What you need to do >> Copy the material line for line, starting at its first line and ending with the line that contains "362;62;423;315", including both of those lines.

⟨

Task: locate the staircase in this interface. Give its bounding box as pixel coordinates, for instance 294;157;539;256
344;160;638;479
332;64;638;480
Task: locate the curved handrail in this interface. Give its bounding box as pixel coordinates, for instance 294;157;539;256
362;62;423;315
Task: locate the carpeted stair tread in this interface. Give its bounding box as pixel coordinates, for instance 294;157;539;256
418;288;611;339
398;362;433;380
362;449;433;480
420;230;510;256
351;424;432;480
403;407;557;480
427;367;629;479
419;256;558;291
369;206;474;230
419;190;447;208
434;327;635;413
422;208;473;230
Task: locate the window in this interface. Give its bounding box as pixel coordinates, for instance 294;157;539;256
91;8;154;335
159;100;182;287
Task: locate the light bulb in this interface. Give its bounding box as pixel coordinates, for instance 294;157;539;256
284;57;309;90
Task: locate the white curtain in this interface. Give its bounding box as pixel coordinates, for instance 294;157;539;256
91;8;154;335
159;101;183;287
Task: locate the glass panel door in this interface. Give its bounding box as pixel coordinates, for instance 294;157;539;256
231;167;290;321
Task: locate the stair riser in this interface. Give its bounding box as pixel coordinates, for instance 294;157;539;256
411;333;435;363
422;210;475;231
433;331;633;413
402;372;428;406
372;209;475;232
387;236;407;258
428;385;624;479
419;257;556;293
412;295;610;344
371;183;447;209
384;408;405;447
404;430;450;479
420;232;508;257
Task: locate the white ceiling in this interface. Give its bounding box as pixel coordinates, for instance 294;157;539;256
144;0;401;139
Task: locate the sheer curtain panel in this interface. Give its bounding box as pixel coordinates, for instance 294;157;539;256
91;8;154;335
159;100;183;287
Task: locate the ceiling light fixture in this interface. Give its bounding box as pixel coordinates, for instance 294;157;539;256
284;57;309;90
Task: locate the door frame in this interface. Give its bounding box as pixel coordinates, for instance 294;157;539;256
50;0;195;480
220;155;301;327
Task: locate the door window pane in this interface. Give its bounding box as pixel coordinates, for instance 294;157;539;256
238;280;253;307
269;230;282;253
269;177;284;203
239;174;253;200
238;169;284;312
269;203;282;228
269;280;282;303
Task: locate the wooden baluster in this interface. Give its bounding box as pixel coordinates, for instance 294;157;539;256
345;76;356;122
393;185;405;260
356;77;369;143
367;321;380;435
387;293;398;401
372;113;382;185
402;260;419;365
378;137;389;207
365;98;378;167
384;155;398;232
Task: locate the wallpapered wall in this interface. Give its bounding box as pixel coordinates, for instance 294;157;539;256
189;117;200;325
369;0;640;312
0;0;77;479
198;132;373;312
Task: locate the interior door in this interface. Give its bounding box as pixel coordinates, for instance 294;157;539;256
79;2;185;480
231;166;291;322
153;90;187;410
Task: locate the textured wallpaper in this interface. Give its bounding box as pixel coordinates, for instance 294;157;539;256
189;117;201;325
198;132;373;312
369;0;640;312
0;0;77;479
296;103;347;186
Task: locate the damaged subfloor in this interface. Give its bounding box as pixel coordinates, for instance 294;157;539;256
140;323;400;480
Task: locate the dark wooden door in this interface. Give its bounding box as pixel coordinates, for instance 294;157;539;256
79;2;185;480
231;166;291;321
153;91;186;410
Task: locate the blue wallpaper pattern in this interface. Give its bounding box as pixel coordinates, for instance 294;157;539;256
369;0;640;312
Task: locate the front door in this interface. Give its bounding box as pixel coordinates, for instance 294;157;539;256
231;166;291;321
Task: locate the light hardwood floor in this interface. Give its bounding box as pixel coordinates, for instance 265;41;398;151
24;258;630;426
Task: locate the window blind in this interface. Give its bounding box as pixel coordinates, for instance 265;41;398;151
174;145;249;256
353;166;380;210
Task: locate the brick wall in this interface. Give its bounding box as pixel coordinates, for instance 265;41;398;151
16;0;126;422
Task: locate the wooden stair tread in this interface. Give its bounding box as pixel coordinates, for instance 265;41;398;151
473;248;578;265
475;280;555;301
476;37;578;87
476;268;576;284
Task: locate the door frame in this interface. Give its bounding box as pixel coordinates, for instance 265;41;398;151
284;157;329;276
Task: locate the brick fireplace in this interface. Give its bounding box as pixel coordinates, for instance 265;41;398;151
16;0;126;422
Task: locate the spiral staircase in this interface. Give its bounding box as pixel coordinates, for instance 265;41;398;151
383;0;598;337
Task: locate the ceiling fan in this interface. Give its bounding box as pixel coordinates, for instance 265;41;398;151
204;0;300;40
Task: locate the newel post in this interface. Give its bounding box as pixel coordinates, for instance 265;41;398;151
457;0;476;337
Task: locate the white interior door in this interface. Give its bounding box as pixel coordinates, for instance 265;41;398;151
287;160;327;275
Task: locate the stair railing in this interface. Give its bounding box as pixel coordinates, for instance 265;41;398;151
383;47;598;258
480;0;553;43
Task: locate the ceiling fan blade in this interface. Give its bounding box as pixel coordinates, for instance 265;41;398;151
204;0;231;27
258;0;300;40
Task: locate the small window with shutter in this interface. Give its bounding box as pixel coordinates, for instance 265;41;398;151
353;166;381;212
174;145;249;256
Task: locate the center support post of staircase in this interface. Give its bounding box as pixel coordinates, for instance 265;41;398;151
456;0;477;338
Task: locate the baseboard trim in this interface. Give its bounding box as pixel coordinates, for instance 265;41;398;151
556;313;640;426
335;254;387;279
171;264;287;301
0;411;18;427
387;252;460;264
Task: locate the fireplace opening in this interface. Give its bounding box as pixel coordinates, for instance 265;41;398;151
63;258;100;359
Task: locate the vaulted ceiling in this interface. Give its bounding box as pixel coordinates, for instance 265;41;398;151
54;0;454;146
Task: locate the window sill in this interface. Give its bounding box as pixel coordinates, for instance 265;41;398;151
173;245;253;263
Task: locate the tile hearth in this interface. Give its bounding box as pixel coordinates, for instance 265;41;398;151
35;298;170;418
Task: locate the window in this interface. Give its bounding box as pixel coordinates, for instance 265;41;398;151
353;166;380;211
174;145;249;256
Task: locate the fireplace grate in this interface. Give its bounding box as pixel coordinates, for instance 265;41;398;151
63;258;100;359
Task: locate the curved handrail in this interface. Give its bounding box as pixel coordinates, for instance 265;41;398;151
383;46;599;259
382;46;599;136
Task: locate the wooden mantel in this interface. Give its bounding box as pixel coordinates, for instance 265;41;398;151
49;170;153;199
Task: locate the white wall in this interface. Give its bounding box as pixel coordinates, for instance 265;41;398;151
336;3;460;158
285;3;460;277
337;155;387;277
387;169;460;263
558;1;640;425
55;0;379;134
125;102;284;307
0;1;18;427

⟩

Task solution >>
Task: locate the staircase in this interface. Give its bounding box as pixel coordinates, for instance 294;157;539;256
344;160;638;479
332;64;638;480
Task: locate the curved handrail in this interface. Give its bounding box as pixel coordinates, for instance 294;157;539;256
362;62;423;315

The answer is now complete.